- _Text block_
------------------------------------------------

• Elucidate a modified prone position that improves patient care during transvaginal natural orifice transluminal endoscopic myomectomy (vNOTEM).
What is known and what is new?
• The lithotomy or Lloyd Davis position are usually chosen for laparoscopic myomectomy.
• The modified prone position is used for transvaginal vNOTEM.
What is the implication, and what should change now?
• Transvaginal vNOTEM with modified prone position is recommended for patients with posterior uterine myoma.
Uterine myoma is the most prevalent benign tumor of the female reproductive tract in women of reproductive age (1). It can give rise to various symptoms, including abnormal vaginal bleeding, pelvic pain, and urinary or gastrointestinal symptoms, and may even lead to infertility depending on its size and location. Myomectomy is the standard surgical intervention for patients hoping to preserve uterine fertility (2). The minimally invasive surgeries have been proven to be superior to the traditional laparotomy approach in treating many benign gynecological diseases. Laparoscopic myomectomy has been widely employed for treating uterine myomas over the past few decades. Recent years have witnessed various efforts to further reduce the invasiveness of laparoscopy, resulting in the advent and development of laparoscopic endoscopic single-site surgery (LESS) and natural orifice transluminal endoscopic surgery (NOTES) (3,4). In the pursuit of even greater minimally invasive procedures, the transvaginal route has gained popularity. The utilization of transvaginal natural orifice transluminal endoscopic myomectomy (vNOTEM) has also been reported frequently during recent years (1,5,6).
Given that vNOTEM is performed through the vagina, a 2.0–2.5 cm posterior or anterior colpotomy is required at the beginning of surgical procedure. For myomas situated on or attached to the posterior wall of the uterus, it is evident that the operative space is quite limited when the patient is in the lithotomy or Lloyd Davis position. Additionally, surgeons encounter challenges in cutting, stitching, and knotting under these circumstances. Enhancing maneuverability and facilitating easier cutting and suturing during vNOTEM are critical considerations, which prompted us to adopt a modified prone position for posterior uterine myomas at a tertiary hospital (Chengdu Women’s and Children’s Central Hospital, Chengdu, China), when performing vNOTEM. The objective of this paper is to introduce the application of the modified prone position during vNOTEM for posterior myoma. We present this article in accordance with the SUPER reporting checklist (available at https://gpm.amegroups.com/article/view/10.21037/gpm-23-8/rc).

------------------------------------------------

- _Your tasks_
a) According to the passage on the modified prone position, what opening must be made at the start of vNOTEM?
b) Continue the passage on the modified prone position from its last sentence.
The lines have no connection to the passage on the modified prone position.

- _Information supplied_
------------------------------------------------

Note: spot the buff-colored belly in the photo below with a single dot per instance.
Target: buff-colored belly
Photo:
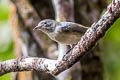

------------------------------------------------

- _Replies_
a) A 2.0–2.5 cm posterior or anterior colpotomy.

b)
Preoperative preparations and requirements
The selection of candidates for vNOTEM involves strict adherence to specific inclusion and exclusion criteria listed below.
- Presence of uterine myoma suitable for laparoscopic myomectomy.
- History of sexual intercourse, with or without previous childbirth.
- Willing to undergo vNOTEM.
- Pelvic inflammation.
- Vaginal inflammation.
- Suspected severe endometriosis or pelvic adhesions.
- Signs indicative of suspected malignant tumors.
- Presence of myoma on the lateral wall.
- Multiple myomas on both the posterior and anterior walls of the uterus.
All procedures performed in this study were in accordance with the ethical standards of the institutional and national research committees and with the Helsinki Declaration (as revised in 2013). Written informed consent was obtained from the patient for the publication of this manuscript and accompanying images and video. A copy of the written consent is available for review by the editorial office of this journal.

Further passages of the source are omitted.